DATASET ROWS:
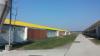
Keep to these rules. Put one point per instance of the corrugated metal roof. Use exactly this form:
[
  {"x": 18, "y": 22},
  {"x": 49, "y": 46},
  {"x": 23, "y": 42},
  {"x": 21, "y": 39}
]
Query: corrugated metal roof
[{"x": 20, "y": 23}]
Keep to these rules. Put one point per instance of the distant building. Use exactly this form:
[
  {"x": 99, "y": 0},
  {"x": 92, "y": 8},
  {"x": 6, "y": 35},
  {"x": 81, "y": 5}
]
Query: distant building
[
  {"x": 22, "y": 32},
  {"x": 93, "y": 30}
]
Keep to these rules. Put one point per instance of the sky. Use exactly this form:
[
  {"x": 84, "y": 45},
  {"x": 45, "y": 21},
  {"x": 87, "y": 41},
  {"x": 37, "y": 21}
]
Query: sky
[{"x": 74, "y": 15}]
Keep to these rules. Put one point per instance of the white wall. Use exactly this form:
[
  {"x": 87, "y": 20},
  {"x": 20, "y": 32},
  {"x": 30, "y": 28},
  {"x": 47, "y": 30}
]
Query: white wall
[
  {"x": 51, "y": 33},
  {"x": 18, "y": 35},
  {"x": 57, "y": 33}
]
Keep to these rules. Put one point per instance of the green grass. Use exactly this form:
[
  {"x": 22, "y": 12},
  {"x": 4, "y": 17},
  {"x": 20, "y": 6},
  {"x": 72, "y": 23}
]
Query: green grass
[{"x": 50, "y": 42}]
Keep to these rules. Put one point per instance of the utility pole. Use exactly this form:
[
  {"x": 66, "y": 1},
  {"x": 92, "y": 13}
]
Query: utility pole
[{"x": 8, "y": 47}]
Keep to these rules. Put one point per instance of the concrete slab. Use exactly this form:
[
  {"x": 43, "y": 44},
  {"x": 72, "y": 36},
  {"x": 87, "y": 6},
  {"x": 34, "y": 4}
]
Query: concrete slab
[{"x": 83, "y": 47}]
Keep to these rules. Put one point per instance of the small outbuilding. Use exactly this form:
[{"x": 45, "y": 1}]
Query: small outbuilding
[{"x": 22, "y": 32}]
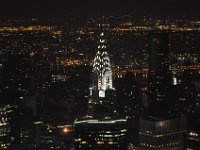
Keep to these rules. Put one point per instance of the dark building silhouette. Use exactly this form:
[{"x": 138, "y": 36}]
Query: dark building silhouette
[{"x": 158, "y": 44}]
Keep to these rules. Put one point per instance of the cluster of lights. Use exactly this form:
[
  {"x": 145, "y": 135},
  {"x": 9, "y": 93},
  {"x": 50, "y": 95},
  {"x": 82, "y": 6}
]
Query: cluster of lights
[{"x": 102, "y": 68}]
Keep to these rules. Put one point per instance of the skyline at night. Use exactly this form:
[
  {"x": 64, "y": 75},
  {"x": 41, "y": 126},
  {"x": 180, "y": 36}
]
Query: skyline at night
[
  {"x": 89, "y": 8},
  {"x": 99, "y": 75}
]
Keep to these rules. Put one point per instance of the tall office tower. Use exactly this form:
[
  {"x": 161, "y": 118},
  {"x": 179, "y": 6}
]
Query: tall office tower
[
  {"x": 5, "y": 131},
  {"x": 101, "y": 98},
  {"x": 162, "y": 134},
  {"x": 158, "y": 67},
  {"x": 159, "y": 131},
  {"x": 101, "y": 129}
]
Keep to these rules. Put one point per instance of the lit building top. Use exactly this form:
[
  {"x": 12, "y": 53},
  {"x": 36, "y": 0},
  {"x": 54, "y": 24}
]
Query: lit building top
[{"x": 102, "y": 69}]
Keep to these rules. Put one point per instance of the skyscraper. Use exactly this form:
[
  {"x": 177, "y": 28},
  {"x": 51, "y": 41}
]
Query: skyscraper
[
  {"x": 101, "y": 98},
  {"x": 157, "y": 130},
  {"x": 158, "y": 44},
  {"x": 5, "y": 130},
  {"x": 101, "y": 129}
]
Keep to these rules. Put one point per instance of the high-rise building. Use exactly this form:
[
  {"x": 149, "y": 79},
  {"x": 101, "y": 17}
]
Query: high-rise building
[
  {"x": 91, "y": 134},
  {"x": 158, "y": 130},
  {"x": 5, "y": 130},
  {"x": 101, "y": 129},
  {"x": 101, "y": 98},
  {"x": 158, "y": 44},
  {"x": 159, "y": 133}
]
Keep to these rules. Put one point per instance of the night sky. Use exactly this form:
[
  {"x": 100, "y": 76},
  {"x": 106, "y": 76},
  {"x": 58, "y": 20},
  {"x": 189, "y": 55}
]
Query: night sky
[{"x": 83, "y": 8}]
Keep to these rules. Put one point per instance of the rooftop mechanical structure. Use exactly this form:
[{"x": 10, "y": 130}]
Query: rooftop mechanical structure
[{"x": 102, "y": 71}]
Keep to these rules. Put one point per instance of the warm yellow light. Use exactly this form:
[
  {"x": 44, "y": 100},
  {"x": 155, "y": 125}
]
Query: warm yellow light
[{"x": 66, "y": 130}]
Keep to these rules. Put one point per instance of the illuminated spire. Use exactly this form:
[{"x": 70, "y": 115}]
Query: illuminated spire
[{"x": 102, "y": 68}]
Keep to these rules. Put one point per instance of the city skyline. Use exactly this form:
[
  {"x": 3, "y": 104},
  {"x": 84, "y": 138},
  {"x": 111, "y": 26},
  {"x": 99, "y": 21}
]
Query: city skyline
[
  {"x": 70, "y": 8},
  {"x": 95, "y": 75}
]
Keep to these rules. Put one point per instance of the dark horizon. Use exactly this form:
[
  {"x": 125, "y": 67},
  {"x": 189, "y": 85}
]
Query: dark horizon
[{"x": 21, "y": 9}]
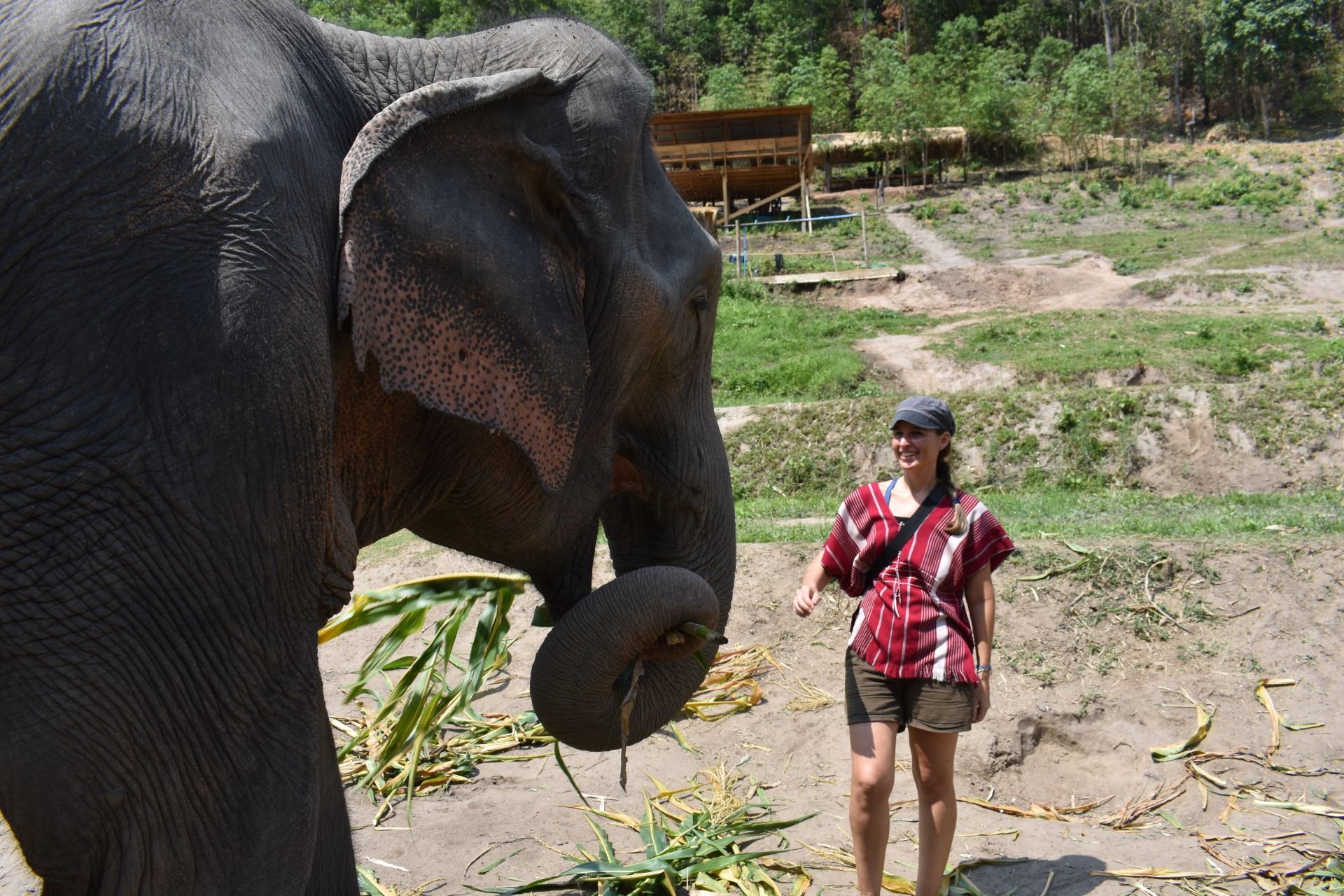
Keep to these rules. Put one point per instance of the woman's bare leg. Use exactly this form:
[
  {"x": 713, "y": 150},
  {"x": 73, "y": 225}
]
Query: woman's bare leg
[
  {"x": 873, "y": 770},
  {"x": 934, "y": 757}
]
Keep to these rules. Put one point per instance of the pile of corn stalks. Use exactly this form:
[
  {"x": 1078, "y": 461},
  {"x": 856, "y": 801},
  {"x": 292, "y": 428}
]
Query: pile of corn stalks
[
  {"x": 1294, "y": 862},
  {"x": 424, "y": 735},
  {"x": 696, "y": 837}
]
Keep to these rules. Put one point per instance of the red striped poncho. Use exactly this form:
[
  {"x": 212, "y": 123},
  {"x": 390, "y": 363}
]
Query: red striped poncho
[{"x": 913, "y": 622}]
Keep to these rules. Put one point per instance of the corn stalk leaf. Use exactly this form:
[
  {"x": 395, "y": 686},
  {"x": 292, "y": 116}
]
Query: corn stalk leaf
[{"x": 1203, "y": 722}]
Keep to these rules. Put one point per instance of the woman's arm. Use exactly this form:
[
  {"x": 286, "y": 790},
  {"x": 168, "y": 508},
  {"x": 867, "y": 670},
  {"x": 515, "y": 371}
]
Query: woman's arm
[
  {"x": 815, "y": 580},
  {"x": 980, "y": 602}
]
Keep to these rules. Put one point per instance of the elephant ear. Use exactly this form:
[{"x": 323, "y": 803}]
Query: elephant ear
[{"x": 460, "y": 270}]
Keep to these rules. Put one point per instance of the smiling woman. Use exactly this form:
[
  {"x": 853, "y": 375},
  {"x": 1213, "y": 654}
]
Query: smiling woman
[{"x": 918, "y": 552}]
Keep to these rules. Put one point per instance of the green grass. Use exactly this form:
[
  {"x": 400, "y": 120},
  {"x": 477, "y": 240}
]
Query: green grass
[
  {"x": 1063, "y": 437},
  {"x": 1151, "y": 248},
  {"x": 1050, "y": 512},
  {"x": 387, "y": 548},
  {"x": 1324, "y": 248},
  {"x": 1210, "y": 284},
  {"x": 773, "y": 347},
  {"x": 888, "y": 245},
  {"x": 1066, "y": 347}
]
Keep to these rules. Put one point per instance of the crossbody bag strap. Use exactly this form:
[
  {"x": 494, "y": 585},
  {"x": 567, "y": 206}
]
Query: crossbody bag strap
[{"x": 892, "y": 548}]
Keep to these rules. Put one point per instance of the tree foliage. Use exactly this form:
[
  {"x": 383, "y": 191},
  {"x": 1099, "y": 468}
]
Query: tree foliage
[{"x": 1009, "y": 71}]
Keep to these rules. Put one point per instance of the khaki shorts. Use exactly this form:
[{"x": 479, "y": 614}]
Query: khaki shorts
[{"x": 933, "y": 706}]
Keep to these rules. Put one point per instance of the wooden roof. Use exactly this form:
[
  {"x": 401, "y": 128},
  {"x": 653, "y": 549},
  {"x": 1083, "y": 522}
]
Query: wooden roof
[{"x": 762, "y": 150}]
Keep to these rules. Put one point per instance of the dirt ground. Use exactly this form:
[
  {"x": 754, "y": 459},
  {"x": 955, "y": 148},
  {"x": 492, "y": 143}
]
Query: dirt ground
[
  {"x": 1059, "y": 732},
  {"x": 1075, "y": 710}
]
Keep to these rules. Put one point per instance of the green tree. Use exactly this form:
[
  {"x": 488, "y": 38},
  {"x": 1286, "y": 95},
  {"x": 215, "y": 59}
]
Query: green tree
[
  {"x": 1082, "y": 102},
  {"x": 1135, "y": 97},
  {"x": 823, "y": 81},
  {"x": 726, "y": 88},
  {"x": 889, "y": 97},
  {"x": 1262, "y": 42}
]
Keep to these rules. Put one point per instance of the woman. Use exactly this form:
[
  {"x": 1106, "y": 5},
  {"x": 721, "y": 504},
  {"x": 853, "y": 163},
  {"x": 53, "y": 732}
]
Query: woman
[{"x": 921, "y": 640}]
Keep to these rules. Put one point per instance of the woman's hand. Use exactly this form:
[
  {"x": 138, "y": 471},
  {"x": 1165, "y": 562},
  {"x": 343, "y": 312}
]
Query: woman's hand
[
  {"x": 806, "y": 599},
  {"x": 980, "y": 700},
  {"x": 815, "y": 580}
]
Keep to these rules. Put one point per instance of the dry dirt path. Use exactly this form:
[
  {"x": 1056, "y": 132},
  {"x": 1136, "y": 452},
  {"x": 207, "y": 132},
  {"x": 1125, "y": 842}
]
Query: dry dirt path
[
  {"x": 939, "y": 254},
  {"x": 1060, "y": 731}
]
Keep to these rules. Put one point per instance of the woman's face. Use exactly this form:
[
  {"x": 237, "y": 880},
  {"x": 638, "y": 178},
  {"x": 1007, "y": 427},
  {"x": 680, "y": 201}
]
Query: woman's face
[{"x": 917, "y": 449}]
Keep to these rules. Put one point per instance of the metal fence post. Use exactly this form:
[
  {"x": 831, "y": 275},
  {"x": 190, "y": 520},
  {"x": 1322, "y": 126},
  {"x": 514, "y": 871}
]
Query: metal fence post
[
  {"x": 741, "y": 261},
  {"x": 863, "y": 229}
]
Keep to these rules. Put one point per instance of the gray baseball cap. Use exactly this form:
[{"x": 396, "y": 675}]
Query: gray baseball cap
[{"x": 926, "y": 413}]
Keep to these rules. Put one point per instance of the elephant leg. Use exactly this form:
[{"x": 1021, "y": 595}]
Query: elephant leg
[{"x": 334, "y": 856}]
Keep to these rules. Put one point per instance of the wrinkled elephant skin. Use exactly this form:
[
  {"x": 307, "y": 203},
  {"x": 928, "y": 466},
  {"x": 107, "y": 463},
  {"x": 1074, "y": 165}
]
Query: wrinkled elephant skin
[{"x": 269, "y": 292}]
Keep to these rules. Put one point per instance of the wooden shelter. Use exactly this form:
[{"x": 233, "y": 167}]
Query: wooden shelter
[
  {"x": 755, "y": 155},
  {"x": 859, "y": 147}
]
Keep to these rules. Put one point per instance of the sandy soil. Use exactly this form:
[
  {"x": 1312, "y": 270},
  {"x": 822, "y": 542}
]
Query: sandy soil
[
  {"x": 1082, "y": 736},
  {"x": 1063, "y": 729},
  {"x": 1066, "y": 727}
]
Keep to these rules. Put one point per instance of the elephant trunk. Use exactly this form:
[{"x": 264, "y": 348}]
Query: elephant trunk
[{"x": 675, "y": 555}]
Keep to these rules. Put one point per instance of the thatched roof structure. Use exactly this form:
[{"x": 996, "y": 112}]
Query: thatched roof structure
[
  {"x": 732, "y": 155},
  {"x": 869, "y": 146}
]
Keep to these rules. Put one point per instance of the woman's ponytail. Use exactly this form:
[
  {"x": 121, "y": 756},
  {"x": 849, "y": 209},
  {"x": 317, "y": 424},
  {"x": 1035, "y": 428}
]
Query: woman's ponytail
[{"x": 958, "y": 522}]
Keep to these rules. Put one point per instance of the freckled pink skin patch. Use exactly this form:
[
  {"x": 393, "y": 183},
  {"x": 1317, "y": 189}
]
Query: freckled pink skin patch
[{"x": 472, "y": 312}]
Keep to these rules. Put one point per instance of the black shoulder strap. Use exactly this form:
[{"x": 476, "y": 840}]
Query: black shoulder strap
[{"x": 911, "y": 526}]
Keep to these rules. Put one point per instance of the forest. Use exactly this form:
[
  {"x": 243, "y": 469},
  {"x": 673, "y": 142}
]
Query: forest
[{"x": 1009, "y": 71}]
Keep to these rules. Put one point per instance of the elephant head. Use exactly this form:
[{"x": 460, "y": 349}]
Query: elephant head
[{"x": 527, "y": 314}]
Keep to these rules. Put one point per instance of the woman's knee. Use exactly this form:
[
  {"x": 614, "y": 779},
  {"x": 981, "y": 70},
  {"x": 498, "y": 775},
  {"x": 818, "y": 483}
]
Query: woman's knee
[{"x": 872, "y": 786}]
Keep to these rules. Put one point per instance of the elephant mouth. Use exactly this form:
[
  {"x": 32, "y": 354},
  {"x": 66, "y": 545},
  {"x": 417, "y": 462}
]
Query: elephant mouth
[{"x": 585, "y": 669}]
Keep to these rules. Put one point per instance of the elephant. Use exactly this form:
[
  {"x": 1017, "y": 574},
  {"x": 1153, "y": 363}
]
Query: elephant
[{"x": 270, "y": 290}]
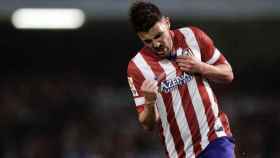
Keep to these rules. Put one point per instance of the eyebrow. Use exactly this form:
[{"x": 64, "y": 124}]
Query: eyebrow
[{"x": 155, "y": 37}]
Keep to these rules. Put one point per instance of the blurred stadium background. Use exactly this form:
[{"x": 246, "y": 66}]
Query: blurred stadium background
[{"x": 64, "y": 93}]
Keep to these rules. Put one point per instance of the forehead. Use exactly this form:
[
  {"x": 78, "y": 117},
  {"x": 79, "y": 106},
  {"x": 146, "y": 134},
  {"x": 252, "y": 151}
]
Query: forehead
[{"x": 158, "y": 27}]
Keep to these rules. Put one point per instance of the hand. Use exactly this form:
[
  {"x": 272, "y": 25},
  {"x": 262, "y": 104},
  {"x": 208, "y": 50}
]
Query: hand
[
  {"x": 190, "y": 64},
  {"x": 150, "y": 90}
]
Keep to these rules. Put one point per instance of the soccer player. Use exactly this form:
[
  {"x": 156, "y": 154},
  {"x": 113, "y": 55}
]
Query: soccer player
[{"x": 169, "y": 77}]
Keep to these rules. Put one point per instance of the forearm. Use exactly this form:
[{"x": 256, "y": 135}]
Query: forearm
[
  {"x": 148, "y": 117},
  {"x": 218, "y": 73}
]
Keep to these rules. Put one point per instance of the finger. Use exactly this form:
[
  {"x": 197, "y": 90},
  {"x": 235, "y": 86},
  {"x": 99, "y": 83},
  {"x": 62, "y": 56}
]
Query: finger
[
  {"x": 160, "y": 77},
  {"x": 183, "y": 57}
]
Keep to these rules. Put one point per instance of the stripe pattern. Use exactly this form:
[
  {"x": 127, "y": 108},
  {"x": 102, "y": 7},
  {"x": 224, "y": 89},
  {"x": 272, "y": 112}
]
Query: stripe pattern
[{"x": 189, "y": 114}]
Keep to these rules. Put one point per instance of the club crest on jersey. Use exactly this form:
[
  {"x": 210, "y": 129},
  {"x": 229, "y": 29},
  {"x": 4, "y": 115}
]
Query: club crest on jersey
[
  {"x": 171, "y": 84},
  {"x": 132, "y": 87},
  {"x": 185, "y": 51}
]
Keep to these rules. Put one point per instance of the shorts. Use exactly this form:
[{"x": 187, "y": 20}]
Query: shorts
[{"x": 220, "y": 148}]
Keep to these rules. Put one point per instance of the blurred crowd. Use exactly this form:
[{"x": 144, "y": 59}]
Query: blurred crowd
[{"x": 72, "y": 116}]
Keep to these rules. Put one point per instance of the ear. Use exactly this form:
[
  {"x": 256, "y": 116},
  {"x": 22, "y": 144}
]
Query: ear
[{"x": 167, "y": 22}]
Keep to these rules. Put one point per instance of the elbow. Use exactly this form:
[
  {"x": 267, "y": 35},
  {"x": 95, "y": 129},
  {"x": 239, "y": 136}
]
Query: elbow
[
  {"x": 148, "y": 126},
  {"x": 229, "y": 78}
]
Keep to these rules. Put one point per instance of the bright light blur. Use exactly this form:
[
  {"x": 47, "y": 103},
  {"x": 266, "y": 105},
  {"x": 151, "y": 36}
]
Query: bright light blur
[{"x": 33, "y": 18}]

PROBLEM TO SOLVE: Please quote the material word for word, beginning at the line that contains "of the bright" and stopping after the final line of the material.

RESULT:
Keep to these rules. Put one point per instance of the bright light blur. Use exactly this form:
[
  {"x": 47, "y": 103},
  {"x": 266, "y": 105},
  {"x": 151, "y": 36}
]
Query: bright light blur
[{"x": 33, "y": 18}]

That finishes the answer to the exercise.